▸ **WHAT NEEDS TO BE DONE**: Each entry must be reproduced precisely as it stands.

─── PROVIDED DATA ───

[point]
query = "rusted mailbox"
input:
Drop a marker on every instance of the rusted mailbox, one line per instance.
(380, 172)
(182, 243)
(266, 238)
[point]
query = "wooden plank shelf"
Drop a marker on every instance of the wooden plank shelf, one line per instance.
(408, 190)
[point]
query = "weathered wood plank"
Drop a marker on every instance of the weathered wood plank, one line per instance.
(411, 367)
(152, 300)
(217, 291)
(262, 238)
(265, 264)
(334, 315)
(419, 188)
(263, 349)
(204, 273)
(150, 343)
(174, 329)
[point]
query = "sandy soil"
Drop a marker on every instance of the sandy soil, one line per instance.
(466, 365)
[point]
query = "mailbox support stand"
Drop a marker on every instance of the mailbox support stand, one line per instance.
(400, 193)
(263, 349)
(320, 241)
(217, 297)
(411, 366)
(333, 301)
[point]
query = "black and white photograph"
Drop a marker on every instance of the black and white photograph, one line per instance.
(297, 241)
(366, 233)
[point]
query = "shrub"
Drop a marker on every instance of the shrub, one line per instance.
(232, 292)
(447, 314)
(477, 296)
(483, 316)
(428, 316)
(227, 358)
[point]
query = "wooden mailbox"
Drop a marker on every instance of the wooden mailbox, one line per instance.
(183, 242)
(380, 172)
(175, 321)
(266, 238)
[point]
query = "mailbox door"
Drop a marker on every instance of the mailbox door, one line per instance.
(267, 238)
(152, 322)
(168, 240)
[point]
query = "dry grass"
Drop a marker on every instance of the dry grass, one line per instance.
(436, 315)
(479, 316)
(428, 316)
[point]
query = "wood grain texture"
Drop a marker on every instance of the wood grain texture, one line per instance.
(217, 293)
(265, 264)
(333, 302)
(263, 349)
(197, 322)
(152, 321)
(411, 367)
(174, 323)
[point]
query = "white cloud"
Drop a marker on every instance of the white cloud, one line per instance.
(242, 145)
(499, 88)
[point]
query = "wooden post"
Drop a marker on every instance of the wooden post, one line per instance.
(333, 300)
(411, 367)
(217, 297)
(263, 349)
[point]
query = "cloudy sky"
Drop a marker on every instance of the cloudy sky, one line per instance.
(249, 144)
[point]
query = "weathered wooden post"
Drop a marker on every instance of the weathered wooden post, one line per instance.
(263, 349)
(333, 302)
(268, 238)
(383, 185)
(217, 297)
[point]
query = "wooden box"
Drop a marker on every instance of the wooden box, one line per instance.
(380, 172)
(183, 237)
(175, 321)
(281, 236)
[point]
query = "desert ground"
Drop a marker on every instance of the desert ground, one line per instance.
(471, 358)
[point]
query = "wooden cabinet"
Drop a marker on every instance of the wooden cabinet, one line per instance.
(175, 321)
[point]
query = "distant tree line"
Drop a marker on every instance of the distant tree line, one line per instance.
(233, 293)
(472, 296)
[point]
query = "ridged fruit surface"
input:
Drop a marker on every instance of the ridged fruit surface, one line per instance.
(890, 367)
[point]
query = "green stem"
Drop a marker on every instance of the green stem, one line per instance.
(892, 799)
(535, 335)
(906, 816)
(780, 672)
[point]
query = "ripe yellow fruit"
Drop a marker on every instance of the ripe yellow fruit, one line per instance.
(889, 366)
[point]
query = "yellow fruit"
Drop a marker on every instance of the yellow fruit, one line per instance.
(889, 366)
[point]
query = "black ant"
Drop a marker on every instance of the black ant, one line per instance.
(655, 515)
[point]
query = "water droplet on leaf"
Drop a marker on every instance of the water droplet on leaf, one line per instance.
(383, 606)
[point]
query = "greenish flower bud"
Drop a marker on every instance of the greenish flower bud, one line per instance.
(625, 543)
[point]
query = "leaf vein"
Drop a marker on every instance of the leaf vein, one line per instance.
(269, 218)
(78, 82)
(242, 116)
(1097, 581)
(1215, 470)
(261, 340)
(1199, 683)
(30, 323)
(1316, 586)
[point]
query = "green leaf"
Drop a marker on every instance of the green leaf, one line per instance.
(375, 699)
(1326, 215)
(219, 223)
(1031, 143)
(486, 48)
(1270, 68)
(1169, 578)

───

▸ **EXERCISE SOLUTION**:
[point]
query = "rusted mailbox"
input:
Drop a marker on every instance of the rusted mailbox, one line per instance.
(380, 172)
(182, 243)
(266, 238)
[point]
query = "wooden plank shelf"
Drop a marker on every instance of the wooden plank shelf, one line per instance.
(408, 190)
[point]
query = "weathered wood plank"
Drop a marker on every instance of the weathered wood plank, one line per instance.
(411, 367)
(152, 300)
(217, 291)
(262, 238)
(265, 264)
(334, 315)
(419, 188)
(263, 349)
(204, 273)
(150, 343)
(174, 329)
[point]
query = "sandy soil"
Drop a marker on every instance of the sandy soil, one line per instance.
(466, 365)
[point]
query = "mailbox support stand"
Drop a marker on every instance of the mailbox support stand, one line per instance.
(400, 193)
(263, 349)
(320, 241)
(217, 297)
(411, 366)
(333, 301)
[point]
query = "black and white photograph"
Drop a marker on every instance of the black and white photograph, one line per instance.
(297, 241)
(366, 233)
[point]
query = "shrub"
Drop a marker on every instance of the shrub, one line per instance.
(232, 292)
(447, 314)
(477, 296)
(483, 316)
(428, 316)
(227, 358)
[point]
query = "wooden mailbox"
Drop a marker on every instance of the wooden mailbox, one line per instance.
(183, 242)
(380, 172)
(175, 321)
(266, 238)
[point]
query = "mailbox door"
Drop a marker on every instance of the mailbox door, one line per instance.
(267, 238)
(152, 322)
(168, 240)
[point]
query = "dry grass"
Drop a marker on every instance of the dry grass, one line per instance.
(436, 315)
(479, 316)
(428, 316)
[point]
query = "wood grain texture"
Drop a marker on every instance of the wood grain texture, one line per instance.
(217, 293)
(265, 264)
(333, 302)
(263, 349)
(197, 322)
(152, 321)
(411, 367)
(174, 323)
[point]
query = "white cloud"
Drop a marker on every instance of the white cloud, one line per instance.
(242, 145)
(499, 88)
[point]
query = "wooden post"
Drop a marker on every instance of the wooden post, one line per instance.
(333, 300)
(411, 367)
(217, 297)
(263, 349)
[point]
query = "cloudy sky"
Drop a marker on every instance of the cloudy sky, one line per instance.
(249, 144)
[point]
query = "weathered wooden post"
Drop a marker on every instance of the weathered wooden post, one line per instance.
(263, 349)
(333, 302)
(268, 238)
(383, 185)
(217, 297)
[point]
query = "wooden box"
Drop a marker on every instance of the wooden box, one line per instance.
(380, 172)
(183, 237)
(175, 321)
(281, 236)
[point]
query = "desert ground"
Drop a marker on every instance of the desert ground, one line per instance.
(471, 358)
[point]
query = "wooden cabinet"
Drop a marker on every instance of the wooden cabinet, one line per instance.
(175, 321)
[point]
query = "distant tree line"
Drop a marker on every instance of the distant tree line, one line per instance.
(233, 293)
(472, 296)
[point]
query = "ridged fruit surface"
input:
Drop a marker on every instance of the ridged fruit surface, one line per instance.
(890, 367)
[point]
query = "green stem"
Drop a marker on every instance of the green stem, one line per instance.
(892, 799)
(535, 335)
(906, 816)
(780, 672)
[point]
query = "ripe yellow fruit"
Drop a marker on every instance of the ripe yellow fruit, one line per instance.
(889, 366)
[point]
query = "yellow fruit"
Drop a marker on every instance of the yellow fruit, one line per instance.
(889, 366)
[point]
query = "black ant"
Drop a marker on every instance of the black ant, one line per instance.
(655, 515)
[point]
query = "water droplet on leaf"
Drop a marker on every instance of the water droplet on leaf, one line per instance.
(383, 606)
[point]
query = "greenish flower bud"
Drop a marker on every instance of the greenish flower bud, one line per instance.
(625, 543)
[point]
query = "leaf vein"
Drop a marker on every instance of the leaf vein, one line per instance.
(269, 218)
(78, 82)
(242, 116)
(1097, 581)
(1215, 470)
(261, 340)
(1199, 683)
(30, 323)
(1316, 586)
[point]
query = "green leaf"
Drop a marker on every instance of the green leaf, one line per instance.
(375, 699)
(1326, 215)
(219, 223)
(1031, 143)
(486, 48)
(1270, 68)
(1169, 578)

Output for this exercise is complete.